Task brief
Go through the entries below and pick out every line with "pillow".

Provided records
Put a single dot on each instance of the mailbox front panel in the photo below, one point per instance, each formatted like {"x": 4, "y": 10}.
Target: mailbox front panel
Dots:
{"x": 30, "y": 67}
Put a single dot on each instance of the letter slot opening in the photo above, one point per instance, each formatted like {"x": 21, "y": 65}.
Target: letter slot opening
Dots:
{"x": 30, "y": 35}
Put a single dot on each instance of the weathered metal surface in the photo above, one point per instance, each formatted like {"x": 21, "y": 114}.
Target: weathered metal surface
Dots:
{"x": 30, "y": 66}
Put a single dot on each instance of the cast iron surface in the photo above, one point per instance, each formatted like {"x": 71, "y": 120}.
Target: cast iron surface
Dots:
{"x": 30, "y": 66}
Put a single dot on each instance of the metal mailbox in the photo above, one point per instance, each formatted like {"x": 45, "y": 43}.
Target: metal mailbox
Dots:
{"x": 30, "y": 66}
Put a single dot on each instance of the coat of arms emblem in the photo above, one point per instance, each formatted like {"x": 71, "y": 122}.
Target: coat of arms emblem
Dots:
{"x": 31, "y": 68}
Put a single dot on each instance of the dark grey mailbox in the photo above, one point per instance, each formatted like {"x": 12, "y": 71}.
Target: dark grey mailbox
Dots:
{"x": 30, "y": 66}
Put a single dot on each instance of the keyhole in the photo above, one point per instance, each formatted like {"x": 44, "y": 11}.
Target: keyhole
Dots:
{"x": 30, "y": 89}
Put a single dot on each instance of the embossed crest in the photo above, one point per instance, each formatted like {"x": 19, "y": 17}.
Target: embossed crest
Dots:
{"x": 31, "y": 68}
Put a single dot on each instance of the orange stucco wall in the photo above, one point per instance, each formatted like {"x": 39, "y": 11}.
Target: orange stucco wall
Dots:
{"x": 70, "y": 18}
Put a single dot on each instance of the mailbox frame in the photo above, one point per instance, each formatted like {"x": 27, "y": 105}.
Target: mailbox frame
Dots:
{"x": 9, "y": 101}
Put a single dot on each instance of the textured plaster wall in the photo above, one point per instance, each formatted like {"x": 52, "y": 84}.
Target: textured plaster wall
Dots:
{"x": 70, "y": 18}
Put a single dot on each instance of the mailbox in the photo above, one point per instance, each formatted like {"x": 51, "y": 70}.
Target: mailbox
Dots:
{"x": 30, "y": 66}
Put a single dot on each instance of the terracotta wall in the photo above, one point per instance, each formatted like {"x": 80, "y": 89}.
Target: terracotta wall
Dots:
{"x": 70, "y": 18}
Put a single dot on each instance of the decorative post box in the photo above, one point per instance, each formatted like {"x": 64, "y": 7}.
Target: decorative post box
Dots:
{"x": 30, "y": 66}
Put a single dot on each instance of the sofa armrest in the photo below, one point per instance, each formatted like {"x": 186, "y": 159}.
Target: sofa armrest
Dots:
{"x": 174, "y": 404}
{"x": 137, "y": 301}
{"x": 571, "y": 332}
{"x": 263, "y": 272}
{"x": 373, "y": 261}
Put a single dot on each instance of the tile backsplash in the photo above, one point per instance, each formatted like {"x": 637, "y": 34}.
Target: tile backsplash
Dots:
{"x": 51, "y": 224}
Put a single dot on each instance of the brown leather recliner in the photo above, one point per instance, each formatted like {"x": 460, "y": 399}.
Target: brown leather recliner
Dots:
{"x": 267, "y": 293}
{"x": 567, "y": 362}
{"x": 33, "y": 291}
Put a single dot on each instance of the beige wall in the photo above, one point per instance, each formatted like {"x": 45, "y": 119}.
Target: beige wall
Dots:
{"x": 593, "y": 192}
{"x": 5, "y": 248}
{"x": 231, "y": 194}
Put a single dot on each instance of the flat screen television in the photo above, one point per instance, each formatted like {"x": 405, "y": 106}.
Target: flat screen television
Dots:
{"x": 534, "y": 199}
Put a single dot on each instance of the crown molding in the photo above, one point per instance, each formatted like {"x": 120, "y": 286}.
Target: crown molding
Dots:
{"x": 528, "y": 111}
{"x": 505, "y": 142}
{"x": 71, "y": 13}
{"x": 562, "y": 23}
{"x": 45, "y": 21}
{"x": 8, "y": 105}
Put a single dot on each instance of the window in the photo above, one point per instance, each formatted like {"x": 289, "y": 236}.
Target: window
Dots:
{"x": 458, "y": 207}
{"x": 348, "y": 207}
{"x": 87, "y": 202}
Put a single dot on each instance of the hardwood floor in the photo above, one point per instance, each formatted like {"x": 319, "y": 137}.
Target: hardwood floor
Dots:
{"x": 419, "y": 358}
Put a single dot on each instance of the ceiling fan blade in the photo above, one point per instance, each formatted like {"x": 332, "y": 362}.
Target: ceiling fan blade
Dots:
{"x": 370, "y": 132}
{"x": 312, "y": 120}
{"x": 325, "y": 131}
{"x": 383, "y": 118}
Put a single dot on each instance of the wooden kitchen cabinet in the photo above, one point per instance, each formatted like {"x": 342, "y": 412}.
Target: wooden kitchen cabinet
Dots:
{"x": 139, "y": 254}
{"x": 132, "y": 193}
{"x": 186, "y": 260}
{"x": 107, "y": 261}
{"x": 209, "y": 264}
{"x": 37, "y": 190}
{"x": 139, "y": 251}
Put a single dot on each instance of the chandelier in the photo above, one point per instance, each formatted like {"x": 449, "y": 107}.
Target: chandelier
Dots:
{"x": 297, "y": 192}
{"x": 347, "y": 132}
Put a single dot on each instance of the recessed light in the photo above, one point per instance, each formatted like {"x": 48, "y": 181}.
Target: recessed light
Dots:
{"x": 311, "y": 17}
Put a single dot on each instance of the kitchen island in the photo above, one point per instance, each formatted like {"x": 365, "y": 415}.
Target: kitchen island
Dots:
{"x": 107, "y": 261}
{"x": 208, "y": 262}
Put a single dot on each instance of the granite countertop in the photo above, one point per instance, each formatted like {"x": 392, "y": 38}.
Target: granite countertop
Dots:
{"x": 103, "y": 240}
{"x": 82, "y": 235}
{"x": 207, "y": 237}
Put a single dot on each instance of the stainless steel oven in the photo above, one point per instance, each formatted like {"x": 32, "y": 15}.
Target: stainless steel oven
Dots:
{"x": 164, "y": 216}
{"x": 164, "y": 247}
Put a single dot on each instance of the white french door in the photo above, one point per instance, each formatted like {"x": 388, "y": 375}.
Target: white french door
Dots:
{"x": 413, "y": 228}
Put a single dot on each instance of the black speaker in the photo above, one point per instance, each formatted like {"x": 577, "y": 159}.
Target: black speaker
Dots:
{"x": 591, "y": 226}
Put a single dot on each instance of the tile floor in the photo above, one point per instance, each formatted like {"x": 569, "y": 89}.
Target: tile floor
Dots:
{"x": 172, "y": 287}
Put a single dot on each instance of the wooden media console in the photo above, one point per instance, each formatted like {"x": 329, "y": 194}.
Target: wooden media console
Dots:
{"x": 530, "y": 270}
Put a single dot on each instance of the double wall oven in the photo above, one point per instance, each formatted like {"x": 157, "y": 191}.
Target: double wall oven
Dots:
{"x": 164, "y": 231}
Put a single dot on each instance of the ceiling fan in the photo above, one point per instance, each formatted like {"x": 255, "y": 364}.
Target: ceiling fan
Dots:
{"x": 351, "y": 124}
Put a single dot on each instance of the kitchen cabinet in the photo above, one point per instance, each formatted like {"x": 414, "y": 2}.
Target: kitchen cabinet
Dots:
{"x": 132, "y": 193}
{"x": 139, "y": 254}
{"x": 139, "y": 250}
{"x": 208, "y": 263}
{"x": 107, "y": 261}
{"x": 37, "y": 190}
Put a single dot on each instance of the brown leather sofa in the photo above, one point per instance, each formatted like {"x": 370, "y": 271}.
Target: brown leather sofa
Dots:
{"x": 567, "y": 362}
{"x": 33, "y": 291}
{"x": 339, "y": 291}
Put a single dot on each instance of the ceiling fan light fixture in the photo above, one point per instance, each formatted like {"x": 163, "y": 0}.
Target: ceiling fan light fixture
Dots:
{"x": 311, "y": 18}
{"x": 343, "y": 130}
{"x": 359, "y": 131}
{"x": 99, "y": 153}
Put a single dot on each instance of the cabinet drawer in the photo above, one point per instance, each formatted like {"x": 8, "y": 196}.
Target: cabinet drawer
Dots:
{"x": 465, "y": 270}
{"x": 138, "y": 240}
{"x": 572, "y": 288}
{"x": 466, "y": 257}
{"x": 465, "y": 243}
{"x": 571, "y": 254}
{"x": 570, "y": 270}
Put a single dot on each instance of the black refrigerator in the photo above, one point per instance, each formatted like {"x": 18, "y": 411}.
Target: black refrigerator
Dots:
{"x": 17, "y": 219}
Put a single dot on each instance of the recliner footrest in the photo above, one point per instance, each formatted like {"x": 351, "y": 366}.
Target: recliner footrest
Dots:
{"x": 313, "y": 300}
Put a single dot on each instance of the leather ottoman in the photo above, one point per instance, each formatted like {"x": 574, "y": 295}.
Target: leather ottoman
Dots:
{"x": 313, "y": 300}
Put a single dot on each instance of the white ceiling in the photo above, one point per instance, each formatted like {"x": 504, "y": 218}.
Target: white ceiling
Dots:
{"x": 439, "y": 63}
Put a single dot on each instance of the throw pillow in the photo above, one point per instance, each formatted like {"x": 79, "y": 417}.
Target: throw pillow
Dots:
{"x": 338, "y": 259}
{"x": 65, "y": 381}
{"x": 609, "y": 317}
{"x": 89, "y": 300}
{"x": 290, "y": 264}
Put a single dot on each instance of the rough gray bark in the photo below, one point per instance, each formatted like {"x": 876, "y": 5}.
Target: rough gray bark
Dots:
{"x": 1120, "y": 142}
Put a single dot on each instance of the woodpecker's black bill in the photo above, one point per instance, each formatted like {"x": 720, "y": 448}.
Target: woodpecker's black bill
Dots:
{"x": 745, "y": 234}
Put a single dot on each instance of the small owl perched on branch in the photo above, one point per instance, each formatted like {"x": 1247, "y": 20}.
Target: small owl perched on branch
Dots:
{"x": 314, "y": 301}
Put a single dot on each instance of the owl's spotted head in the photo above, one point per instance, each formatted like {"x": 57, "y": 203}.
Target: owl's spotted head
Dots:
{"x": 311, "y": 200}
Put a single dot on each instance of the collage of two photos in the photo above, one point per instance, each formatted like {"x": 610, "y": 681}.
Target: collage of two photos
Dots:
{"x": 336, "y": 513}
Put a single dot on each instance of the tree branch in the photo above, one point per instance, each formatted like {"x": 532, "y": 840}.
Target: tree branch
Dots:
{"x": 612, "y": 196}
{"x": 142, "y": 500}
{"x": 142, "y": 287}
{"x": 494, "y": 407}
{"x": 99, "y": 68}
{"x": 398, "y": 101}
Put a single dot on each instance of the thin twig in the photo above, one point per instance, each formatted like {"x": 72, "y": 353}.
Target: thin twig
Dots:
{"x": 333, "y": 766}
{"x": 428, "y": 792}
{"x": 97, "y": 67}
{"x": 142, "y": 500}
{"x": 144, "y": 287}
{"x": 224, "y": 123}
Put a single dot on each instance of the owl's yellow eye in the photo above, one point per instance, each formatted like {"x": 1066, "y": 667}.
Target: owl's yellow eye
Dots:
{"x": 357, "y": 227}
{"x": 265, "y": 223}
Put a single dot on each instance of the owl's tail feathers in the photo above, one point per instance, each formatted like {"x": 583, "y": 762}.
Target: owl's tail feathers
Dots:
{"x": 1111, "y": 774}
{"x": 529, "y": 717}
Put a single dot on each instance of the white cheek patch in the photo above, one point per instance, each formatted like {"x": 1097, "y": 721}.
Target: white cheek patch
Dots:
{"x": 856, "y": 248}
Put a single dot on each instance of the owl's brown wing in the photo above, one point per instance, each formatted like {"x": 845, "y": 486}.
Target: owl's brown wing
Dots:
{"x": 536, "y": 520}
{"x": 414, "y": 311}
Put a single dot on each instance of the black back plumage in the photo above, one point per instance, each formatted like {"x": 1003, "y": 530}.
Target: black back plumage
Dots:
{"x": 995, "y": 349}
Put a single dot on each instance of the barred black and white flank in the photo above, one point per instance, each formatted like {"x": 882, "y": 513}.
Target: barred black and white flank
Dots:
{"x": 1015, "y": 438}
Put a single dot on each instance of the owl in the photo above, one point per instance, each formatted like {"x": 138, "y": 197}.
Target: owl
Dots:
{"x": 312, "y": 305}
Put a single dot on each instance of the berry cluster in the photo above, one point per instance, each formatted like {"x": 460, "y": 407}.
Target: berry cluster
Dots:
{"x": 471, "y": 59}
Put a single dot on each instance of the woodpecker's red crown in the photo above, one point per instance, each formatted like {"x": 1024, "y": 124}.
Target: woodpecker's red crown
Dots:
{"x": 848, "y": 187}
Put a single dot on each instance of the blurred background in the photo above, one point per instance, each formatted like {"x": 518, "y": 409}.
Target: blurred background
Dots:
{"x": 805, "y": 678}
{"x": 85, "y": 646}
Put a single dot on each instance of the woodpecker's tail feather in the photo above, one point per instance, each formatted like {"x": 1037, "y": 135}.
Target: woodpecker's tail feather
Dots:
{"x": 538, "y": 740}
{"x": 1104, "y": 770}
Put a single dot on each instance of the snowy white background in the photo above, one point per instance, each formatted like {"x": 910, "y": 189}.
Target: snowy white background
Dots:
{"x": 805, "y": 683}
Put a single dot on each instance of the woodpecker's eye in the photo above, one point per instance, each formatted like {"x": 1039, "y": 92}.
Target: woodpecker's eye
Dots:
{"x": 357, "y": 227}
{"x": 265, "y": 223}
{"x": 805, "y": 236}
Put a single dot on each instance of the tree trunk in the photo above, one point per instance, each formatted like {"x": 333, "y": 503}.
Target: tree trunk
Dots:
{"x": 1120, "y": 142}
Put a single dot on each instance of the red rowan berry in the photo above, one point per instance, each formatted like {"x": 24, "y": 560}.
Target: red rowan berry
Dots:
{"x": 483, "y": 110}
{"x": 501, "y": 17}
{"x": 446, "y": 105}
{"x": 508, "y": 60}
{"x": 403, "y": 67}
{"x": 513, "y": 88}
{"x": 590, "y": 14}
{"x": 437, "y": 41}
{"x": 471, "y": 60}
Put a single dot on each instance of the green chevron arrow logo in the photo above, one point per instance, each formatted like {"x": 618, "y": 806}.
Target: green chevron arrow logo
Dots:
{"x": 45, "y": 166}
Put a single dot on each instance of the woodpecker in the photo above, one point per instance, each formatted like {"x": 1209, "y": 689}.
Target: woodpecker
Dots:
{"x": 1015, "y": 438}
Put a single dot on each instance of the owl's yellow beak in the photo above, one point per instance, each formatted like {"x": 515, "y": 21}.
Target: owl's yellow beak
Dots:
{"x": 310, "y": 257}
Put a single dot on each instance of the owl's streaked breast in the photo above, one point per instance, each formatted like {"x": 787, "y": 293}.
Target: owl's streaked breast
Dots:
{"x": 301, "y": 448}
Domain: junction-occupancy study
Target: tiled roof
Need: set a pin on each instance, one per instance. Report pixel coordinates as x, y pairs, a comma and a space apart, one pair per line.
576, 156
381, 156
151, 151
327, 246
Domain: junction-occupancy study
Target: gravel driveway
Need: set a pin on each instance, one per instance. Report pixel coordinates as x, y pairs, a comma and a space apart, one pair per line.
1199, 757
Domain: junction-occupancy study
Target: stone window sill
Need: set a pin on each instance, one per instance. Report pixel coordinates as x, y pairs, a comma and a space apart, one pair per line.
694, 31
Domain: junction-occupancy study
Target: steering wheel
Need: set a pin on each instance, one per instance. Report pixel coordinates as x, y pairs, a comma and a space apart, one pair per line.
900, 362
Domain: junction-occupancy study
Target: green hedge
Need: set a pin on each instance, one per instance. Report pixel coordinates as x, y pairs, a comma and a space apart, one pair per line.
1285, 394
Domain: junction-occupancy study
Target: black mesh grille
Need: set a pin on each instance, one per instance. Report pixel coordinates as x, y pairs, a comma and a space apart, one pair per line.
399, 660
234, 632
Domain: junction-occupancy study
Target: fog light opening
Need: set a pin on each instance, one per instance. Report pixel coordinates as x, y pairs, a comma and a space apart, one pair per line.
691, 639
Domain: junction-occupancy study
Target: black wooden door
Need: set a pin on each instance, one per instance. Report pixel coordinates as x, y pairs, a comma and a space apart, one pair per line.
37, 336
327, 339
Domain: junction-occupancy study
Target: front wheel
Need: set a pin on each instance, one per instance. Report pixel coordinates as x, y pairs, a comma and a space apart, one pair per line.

Solution below
Put a single dot on each instance of the throw pillow in the photo above, one point per instance, each formatted like {"x": 79, "y": 417}.
Target: throw pillow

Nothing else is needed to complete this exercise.